Task instructions: Give the data again in full, with every character unchanged.

[[ Data shown, beginning ]]

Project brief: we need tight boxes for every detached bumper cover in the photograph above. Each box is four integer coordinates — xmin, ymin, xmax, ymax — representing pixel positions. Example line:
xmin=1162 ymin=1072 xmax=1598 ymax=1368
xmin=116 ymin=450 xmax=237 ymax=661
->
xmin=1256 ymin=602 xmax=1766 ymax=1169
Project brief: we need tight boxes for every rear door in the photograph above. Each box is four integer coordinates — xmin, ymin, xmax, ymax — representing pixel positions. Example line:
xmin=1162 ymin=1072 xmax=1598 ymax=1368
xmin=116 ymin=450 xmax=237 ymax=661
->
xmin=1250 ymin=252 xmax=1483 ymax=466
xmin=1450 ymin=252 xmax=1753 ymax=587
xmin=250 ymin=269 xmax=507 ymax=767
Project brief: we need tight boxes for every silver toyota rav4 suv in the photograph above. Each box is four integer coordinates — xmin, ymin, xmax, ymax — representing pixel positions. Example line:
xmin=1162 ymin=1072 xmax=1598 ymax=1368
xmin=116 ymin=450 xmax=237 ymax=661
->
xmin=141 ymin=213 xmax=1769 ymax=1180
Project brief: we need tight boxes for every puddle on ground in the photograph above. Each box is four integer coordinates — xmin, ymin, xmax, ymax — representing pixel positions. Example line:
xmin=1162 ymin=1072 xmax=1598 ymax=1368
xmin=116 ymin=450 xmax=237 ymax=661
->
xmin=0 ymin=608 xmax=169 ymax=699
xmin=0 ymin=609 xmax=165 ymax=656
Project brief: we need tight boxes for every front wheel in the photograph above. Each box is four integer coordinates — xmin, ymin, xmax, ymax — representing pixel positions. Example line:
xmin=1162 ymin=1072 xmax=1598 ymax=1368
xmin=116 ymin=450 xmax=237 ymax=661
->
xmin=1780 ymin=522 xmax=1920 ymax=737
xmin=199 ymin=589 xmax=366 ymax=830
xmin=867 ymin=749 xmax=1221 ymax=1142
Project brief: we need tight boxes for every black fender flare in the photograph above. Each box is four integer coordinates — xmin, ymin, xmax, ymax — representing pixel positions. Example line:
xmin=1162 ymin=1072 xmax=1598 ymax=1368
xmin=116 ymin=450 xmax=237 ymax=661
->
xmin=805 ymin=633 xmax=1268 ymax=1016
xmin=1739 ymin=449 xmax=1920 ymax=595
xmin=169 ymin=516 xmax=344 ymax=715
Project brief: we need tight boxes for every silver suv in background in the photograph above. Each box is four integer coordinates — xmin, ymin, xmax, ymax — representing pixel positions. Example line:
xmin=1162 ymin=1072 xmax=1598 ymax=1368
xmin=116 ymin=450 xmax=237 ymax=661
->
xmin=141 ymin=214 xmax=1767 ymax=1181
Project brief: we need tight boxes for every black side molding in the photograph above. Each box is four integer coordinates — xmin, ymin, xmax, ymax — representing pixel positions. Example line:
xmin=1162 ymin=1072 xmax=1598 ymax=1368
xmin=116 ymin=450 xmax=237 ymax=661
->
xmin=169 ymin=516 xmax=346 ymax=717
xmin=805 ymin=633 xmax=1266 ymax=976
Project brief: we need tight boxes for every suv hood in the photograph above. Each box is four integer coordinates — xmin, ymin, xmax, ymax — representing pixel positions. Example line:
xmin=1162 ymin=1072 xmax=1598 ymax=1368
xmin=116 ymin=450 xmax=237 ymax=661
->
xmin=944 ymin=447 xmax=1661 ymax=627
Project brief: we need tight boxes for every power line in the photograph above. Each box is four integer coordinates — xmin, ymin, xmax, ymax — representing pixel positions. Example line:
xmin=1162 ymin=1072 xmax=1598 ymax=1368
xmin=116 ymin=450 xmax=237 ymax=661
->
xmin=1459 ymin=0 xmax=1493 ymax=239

[[ Data shown, end ]]

The completed task:
Project brief: we need tight boxes for every detached bumper cover in the photograph above. Each box is four integer coordinates — xmin, ymin, xmax, ymax — representing pixel positions. Example line:
xmin=1162 ymin=1072 xmax=1598 ymax=1368
xmin=116 ymin=450 xmax=237 ymax=661
->
xmin=1256 ymin=602 xmax=1766 ymax=1169
Project brief: we need tight boxes for every rear door in the photograph above. Each box is four integer coordinates — xmin, ymin, xmax, ymax — representing pixel positions. Example line:
xmin=1162 ymin=1072 xmax=1598 ymax=1368
xmin=116 ymin=450 xmax=237 ymax=661
->
xmin=1250 ymin=252 xmax=1483 ymax=466
xmin=1450 ymin=252 xmax=1753 ymax=587
xmin=250 ymin=269 xmax=507 ymax=767
Project brief: we need tight boxes for every silver toyota rav4 suv in the photograph above. Each box is four integer coordinates — xmin, ymin, xmax, ymax — representing pixel positions. Example line:
xmin=1162 ymin=1072 xmax=1598 ymax=1368
xmin=116 ymin=450 xmax=237 ymax=661
->
xmin=141 ymin=213 xmax=1769 ymax=1180
Project brief: we need tight boxes for every puddle on ground in the photograph above. Each box is four integer coordinates — xmin, ymin, xmax, ymax — representing pixel positions. Example line:
xmin=1162 ymin=1072 xmax=1598 ymax=1368
xmin=116 ymin=450 xmax=237 ymax=661
->
xmin=0 ymin=608 xmax=169 ymax=699
xmin=0 ymin=609 xmax=165 ymax=656
Project brief: we need tight boxes for every front wheel in the photograph above. Each box is four integer coordinates — xmin, ymin, xmax, ymax — representing pixel positions. Example line:
xmin=1162 ymin=1072 xmax=1598 ymax=1368
xmin=116 ymin=450 xmax=237 ymax=661
->
xmin=1780 ymin=522 xmax=1920 ymax=737
xmin=199 ymin=589 xmax=366 ymax=830
xmin=867 ymin=749 xmax=1221 ymax=1142
Project brief: we need tight boxes for every black fender flare in the photograph above. Each box is four integer coordinates — xmin, ymin, xmax, ymax — representing pixel positions. Example line:
xmin=1162 ymin=1072 xmax=1598 ymax=1368
xmin=116 ymin=450 xmax=237 ymax=661
->
xmin=805 ymin=633 xmax=1268 ymax=1016
xmin=1739 ymin=449 xmax=1920 ymax=595
xmin=169 ymin=516 xmax=344 ymax=715
Project brief: we need tight boxes for every silver suv in background in the photograph above. Each box is four integer coordinates — xmin, ymin, xmax, ymax — representing pixel positions. Example line:
xmin=1162 ymin=1072 xmax=1598 ymax=1368
xmin=116 ymin=450 xmax=237 ymax=661
->
xmin=141 ymin=214 xmax=1767 ymax=1181
Project brief: we need tight boxes for every black side molding in the photograph above. Each box is four integer coordinates — xmin, ymin, xmax, ymax — representing pixel positions. Example line:
xmin=1162 ymin=1072 xmax=1598 ymax=1368
xmin=116 ymin=450 xmax=237 ymax=661
->
xmin=169 ymin=516 xmax=346 ymax=717
xmin=805 ymin=633 xmax=1266 ymax=976
Project brief: we need tight boxes for every suv hood in the photograph above. Each box is four integer coordinates — xmin, ymin, xmax, ymax — representing pixel positions. Example line:
xmin=1162 ymin=1072 xmax=1598 ymax=1368
xmin=116 ymin=450 xmax=237 ymax=661
->
xmin=944 ymin=447 xmax=1661 ymax=627
Project brief: we need tight boxes for every power line in the photograph above. Each box is four integer coordinates — xmin, ymin, xmax, ymax — representing pixel positions. Example line:
xmin=1162 ymin=1072 xmax=1598 ymax=1368
xmin=116 ymin=450 xmax=237 ymax=661
->
xmin=1459 ymin=0 xmax=1493 ymax=239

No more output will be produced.